Required task
Update the lines from the start through the one containing "[266,0,600,397]" by swapping "image" for "photo" and changing nothing else. Don't include the pictures in your answer.

Input

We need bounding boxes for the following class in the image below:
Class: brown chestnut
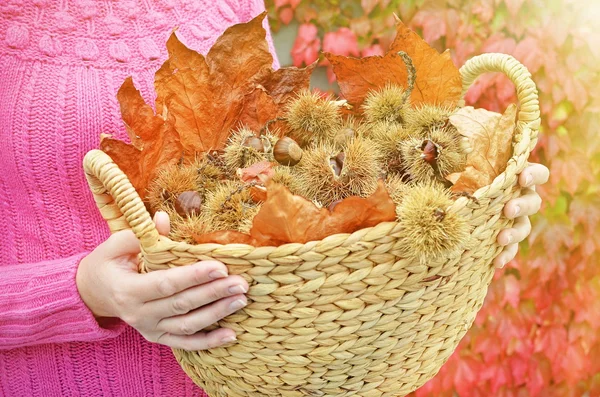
[273,136,302,166]
[175,190,202,216]
[242,135,265,153]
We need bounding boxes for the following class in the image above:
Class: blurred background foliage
[266,0,600,397]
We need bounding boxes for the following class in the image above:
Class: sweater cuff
[0,253,126,349]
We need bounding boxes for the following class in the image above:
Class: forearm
[0,253,123,349]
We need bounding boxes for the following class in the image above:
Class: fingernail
[513,205,521,216]
[229,299,246,311]
[229,285,248,295]
[208,270,227,279]
[221,336,237,344]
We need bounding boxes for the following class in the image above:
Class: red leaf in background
[481,33,517,54]
[454,357,480,396]
[504,0,525,17]
[502,274,521,309]
[412,6,449,44]
[562,343,591,384]
[509,37,546,73]
[534,325,568,361]
[360,0,379,15]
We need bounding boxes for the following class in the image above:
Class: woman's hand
[494,164,550,268]
[76,212,248,350]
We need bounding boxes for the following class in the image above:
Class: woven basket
[84,54,540,397]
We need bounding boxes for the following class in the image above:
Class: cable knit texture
[0,0,279,397]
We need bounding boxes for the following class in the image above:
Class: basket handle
[460,53,540,148]
[83,150,159,247]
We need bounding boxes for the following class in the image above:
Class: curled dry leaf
[194,181,396,247]
[250,181,396,246]
[447,104,517,194]
[100,78,182,200]
[237,160,277,183]
[325,20,462,108]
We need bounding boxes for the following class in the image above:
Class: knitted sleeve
[0,253,126,349]
[245,0,281,69]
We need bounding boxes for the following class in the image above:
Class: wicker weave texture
[84,54,539,397]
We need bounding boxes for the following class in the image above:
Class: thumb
[154,211,171,236]
[103,229,141,259]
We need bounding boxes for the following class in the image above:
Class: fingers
[142,276,248,319]
[155,328,236,351]
[133,261,227,302]
[101,229,140,259]
[154,211,171,236]
[519,164,550,187]
[498,216,531,246]
[504,188,542,219]
[156,295,247,335]
[494,243,519,269]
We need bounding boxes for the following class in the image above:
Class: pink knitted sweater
[0,0,279,397]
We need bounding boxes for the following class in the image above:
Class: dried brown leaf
[325,21,462,108]
[237,161,277,183]
[100,78,182,200]
[155,13,273,157]
[250,181,396,245]
[447,104,517,193]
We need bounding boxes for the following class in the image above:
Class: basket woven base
[145,213,504,397]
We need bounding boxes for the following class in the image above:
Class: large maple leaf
[155,13,314,153]
[325,20,462,107]
[100,13,316,199]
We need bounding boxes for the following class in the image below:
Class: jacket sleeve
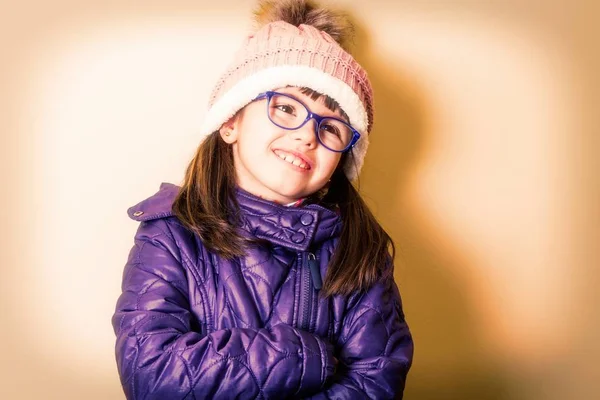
[112,220,334,400]
[309,266,413,400]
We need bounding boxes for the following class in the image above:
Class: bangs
[300,87,350,121]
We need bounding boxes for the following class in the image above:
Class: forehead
[275,86,348,119]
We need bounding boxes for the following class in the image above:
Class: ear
[219,114,239,144]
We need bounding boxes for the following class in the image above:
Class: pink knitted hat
[201,21,373,181]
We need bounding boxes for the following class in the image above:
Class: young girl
[112,0,413,400]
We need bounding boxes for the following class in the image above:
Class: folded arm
[113,220,333,399]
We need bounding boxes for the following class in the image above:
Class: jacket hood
[127,183,341,251]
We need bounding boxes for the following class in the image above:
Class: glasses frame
[253,91,360,153]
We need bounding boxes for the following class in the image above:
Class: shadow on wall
[353,16,510,400]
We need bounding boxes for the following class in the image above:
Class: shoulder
[127,182,180,222]
[127,183,199,266]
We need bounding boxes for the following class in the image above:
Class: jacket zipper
[298,253,322,331]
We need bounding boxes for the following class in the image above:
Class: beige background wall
[0,0,600,400]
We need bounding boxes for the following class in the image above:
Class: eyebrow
[299,87,350,121]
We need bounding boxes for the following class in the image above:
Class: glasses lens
[319,118,354,151]
[268,94,308,129]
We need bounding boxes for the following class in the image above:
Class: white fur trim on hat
[200,65,369,181]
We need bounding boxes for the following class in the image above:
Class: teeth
[275,151,308,169]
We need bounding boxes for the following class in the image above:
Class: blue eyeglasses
[254,91,360,153]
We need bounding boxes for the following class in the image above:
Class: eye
[274,104,296,115]
[321,123,341,137]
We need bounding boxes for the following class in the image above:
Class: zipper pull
[308,253,323,290]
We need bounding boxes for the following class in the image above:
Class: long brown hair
[173,88,395,296]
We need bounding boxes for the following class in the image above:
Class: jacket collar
[127,183,341,251]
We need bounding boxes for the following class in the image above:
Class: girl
[112,0,413,400]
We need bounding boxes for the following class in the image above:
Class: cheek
[321,149,342,178]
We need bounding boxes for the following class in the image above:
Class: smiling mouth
[273,150,310,170]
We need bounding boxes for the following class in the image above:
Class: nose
[290,118,317,149]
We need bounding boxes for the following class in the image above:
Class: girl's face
[220,87,343,204]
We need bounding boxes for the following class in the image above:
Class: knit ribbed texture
[202,21,373,180]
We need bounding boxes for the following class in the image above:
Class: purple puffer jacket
[112,184,413,400]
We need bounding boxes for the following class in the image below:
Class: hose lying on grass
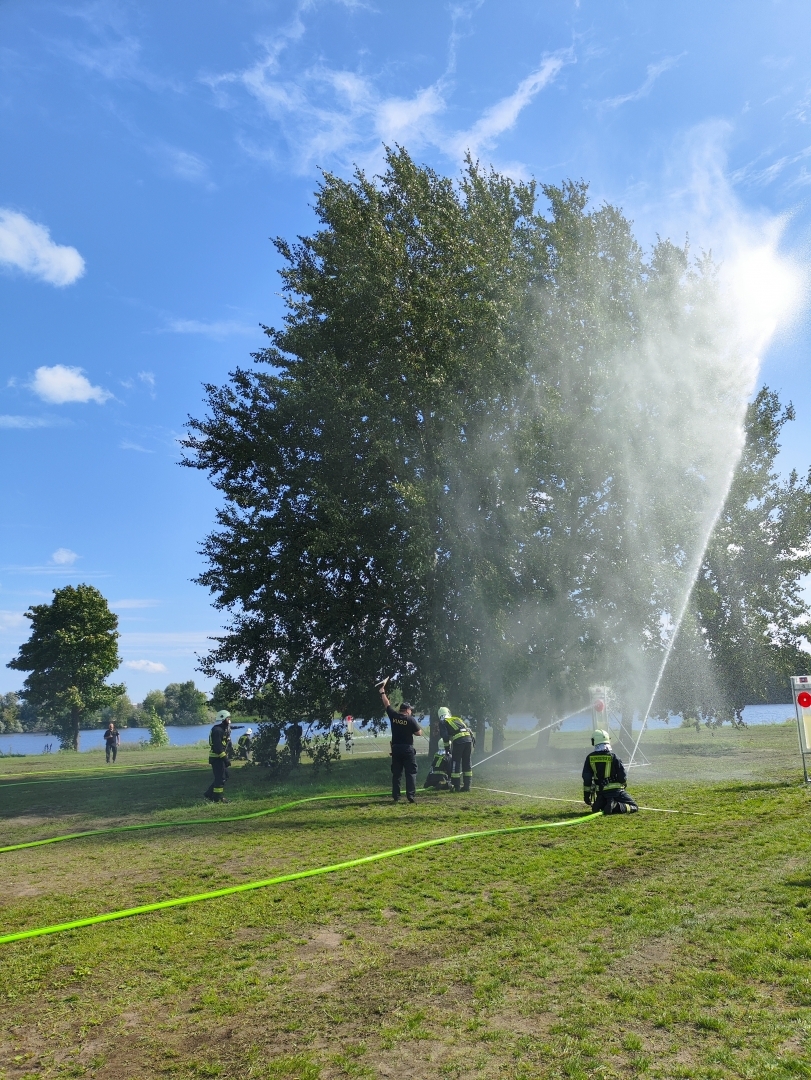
[0,762,208,792]
[0,812,603,945]
[0,792,391,853]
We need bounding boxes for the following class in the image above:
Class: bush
[252,720,293,777]
[303,724,343,775]
[147,708,168,746]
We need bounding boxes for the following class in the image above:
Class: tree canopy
[8,585,125,750]
[185,150,811,724]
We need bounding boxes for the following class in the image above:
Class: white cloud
[51,548,80,566]
[600,53,685,109]
[0,416,53,429]
[451,49,573,158]
[165,319,257,338]
[124,660,168,675]
[158,146,216,191]
[375,84,446,145]
[31,364,112,405]
[0,207,84,286]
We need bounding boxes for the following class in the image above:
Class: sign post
[792,675,811,784]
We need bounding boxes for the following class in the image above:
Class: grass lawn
[0,725,811,1080]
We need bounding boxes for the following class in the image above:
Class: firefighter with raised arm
[204,708,233,802]
[583,728,639,814]
[438,705,476,792]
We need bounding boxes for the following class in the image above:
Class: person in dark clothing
[583,730,639,814]
[379,684,422,802]
[440,705,476,792]
[104,720,121,765]
[203,708,233,802]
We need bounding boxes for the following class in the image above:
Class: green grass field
[0,725,811,1080]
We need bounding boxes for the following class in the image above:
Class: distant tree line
[185,150,811,732]
[0,679,214,734]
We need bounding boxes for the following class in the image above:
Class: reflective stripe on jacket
[440,716,473,743]
[583,750,627,792]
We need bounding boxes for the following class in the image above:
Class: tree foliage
[185,150,811,727]
[8,585,125,750]
[657,388,811,721]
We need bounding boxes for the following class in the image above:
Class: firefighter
[583,729,639,814]
[236,728,254,761]
[422,750,454,792]
[440,705,476,792]
[204,708,233,802]
[378,679,422,802]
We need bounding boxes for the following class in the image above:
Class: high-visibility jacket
[440,716,476,746]
[583,747,627,802]
[208,724,231,761]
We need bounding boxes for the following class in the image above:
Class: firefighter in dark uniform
[204,708,233,802]
[583,729,639,814]
[440,705,476,792]
[380,685,422,802]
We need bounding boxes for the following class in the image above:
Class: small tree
[163,679,213,726]
[147,708,168,746]
[8,585,125,750]
[0,691,23,734]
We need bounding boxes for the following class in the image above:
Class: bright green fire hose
[0,812,603,945]
[0,792,391,853]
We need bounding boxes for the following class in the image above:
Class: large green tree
[185,150,794,726]
[9,585,125,750]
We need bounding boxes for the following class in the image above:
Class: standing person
[284,720,305,769]
[203,708,233,802]
[583,729,639,814]
[379,680,422,802]
[104,720,121,765]
[440,705,476,792]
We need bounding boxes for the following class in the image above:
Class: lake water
[0,702,795,754]
[0,724,212,754]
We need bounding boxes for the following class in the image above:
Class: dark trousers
[450,739,473,792]
[592,787,639,814]
[391,743,417,799]
[204,757,228,802]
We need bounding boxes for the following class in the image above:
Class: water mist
[459,150,801,761]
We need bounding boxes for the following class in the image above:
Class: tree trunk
[476,716,487,756]
[70,706,82,751]
[535,726,552,761]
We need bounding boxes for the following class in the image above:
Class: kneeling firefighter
[440,705,476,792]
[236,728,254,761]
[422,750,454,792]
[203,708,233,802]
[583,729,639,814]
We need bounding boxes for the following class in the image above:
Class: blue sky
[0,0,811,700]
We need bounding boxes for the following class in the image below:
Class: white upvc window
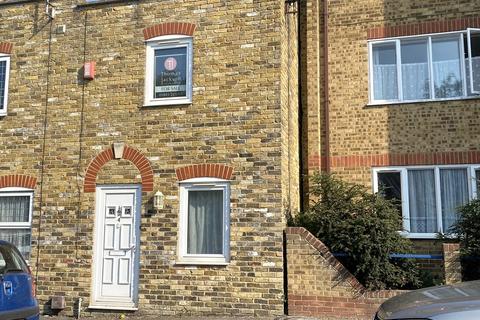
[177,178,230,265]
[368,28,480,104]
[373,165,480,239]
[0,54,10,116]
[144,35,193,106]
[0,188,33,260]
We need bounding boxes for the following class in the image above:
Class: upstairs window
[177,178,230,265]
[373,165,480,239]
[0,189,33,260]
[0,55,10,116]
[369,29,480,104]
[144,36,192,106]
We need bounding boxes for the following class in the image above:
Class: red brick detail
[83,146,153,193]
[143,22,196,40]
[175,163,233,181]
[367,17,480,39]
[308,151,480,170]
[0,42,13,54]
[0,174,37,189]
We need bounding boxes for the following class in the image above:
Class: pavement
[40,314,322,320]
[40,314,324,320]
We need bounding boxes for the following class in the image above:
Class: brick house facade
[0,0,300,317]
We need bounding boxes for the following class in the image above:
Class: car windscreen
[0,244,28,275]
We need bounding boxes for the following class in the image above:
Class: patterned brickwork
[0,42,13,54]
[143,22,196,40]
[285,227,402,320]
[175,164,233,181]
[0,0,292,318]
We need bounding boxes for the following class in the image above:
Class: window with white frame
[0,188,33,260]
[177,178,230,265]
[369,28,480,104]
[144,35,193,106]
[0,55,10,116]
[373,165,480,238]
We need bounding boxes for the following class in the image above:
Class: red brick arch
[0,42,13,54]
[0,174,37,189]
[175,163,233,181]
[143,22,196,40]
[83,146,153,192]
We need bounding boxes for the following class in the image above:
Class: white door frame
[89,184,142,310]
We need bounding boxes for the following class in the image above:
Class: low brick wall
[286,228,402,320]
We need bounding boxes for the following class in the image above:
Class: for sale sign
[154,47,187,99]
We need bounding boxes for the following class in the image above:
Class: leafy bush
[290,173,421,290]
[449,199,480,281]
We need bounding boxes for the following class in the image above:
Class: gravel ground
[41,314,320,320]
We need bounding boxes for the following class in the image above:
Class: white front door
[90,185,141,310]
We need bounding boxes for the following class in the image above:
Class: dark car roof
[379,281,480,319]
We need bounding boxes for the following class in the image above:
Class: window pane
[0,196,30,222]
[408,170,438,233]
[153,47,187,99]
[0,61,7,109]
[372,43,398,100]
[440,169,468,231]
[401,40,430,100]
[432,39,463,98]
[464,32,480,95]
[0,229,31,260]
[378,172,402,213]
[187,190,223,254]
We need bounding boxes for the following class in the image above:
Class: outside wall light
[153,191,165,210]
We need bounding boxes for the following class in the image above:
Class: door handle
[3,281,13,296]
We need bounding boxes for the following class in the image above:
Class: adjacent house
[0,0,300,316]
[0,0,480,317]
[301,0,480,271]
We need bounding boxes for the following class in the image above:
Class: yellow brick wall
[0,0,298,317]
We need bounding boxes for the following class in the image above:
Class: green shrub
[290,173,421,290]
[449,199,480,281]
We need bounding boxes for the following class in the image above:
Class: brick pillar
[443,243,462,284]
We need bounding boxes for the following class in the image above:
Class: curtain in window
[402,63,430,100]
[440,169,468,231]
[432,38,463,98]
[187,190,223,254]
[408,170,438,233]
[0,196,30,223]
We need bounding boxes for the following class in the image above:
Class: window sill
[143,99,192,108]
[365,95,480,108]
[175,259,230,267]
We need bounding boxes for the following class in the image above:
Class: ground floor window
[373,165,480,238]
[0,190,33,260]
[178,178,230,264]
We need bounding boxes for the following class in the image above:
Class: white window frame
[368,28,480,105]
[144,35,193,107]
[372,164,480,239]
[176,178,230,265]
[0,54,10,117]
[0,187,33,253]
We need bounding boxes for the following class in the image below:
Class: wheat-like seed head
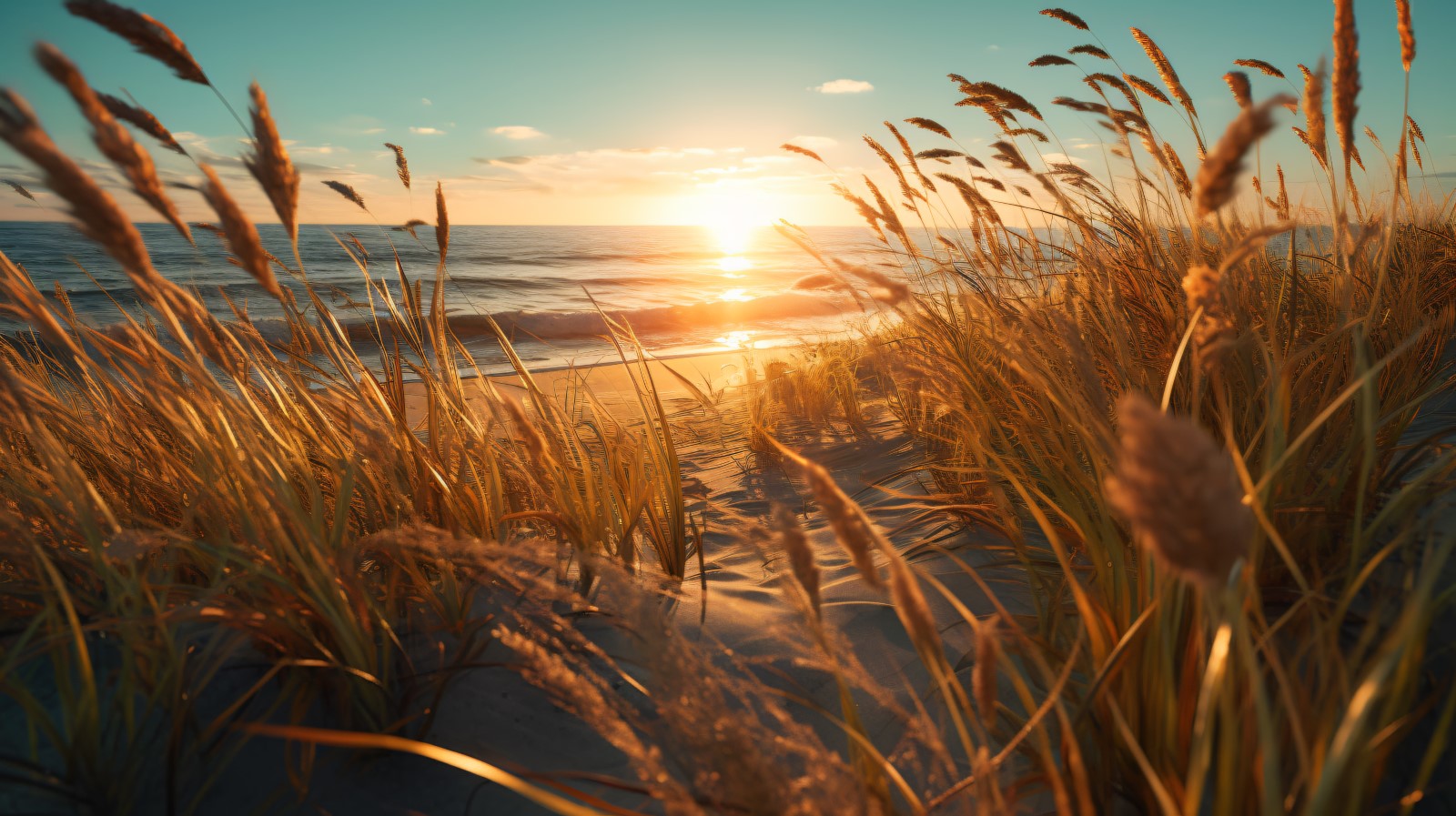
[384,141,410,190]
[1105,394,1254,590]
[35,42,192,243]
[1067,45,1112,60]
[905,116,951,138]
[0,89,169,294]
[774,505,820,615]
[1130,27,1198,119]
[1194,96,1291,217]
[96,93,187,156]
[1039,9,1089,31]
[1395,0,1415,73]
[1123,75,1172,106]
[1223,71,1254,107]
[1233,60,1284,78]
[779,143,824,165]
[66,0,211,85]
[0,179,35,201]
[1330,0,1360,175]
[323,180,369,212]
[201,165,284,301]
[243,83,298,241]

The solution
We need bounding boxes for the following class in the photo below:
Class: brown chestnut
[273,136,302,166]
[175,190,202,216]
[242,135,265,153]
We need bounding boxes for the following class in the photo above:
Class: blurred background foliage
[266,0,600,397]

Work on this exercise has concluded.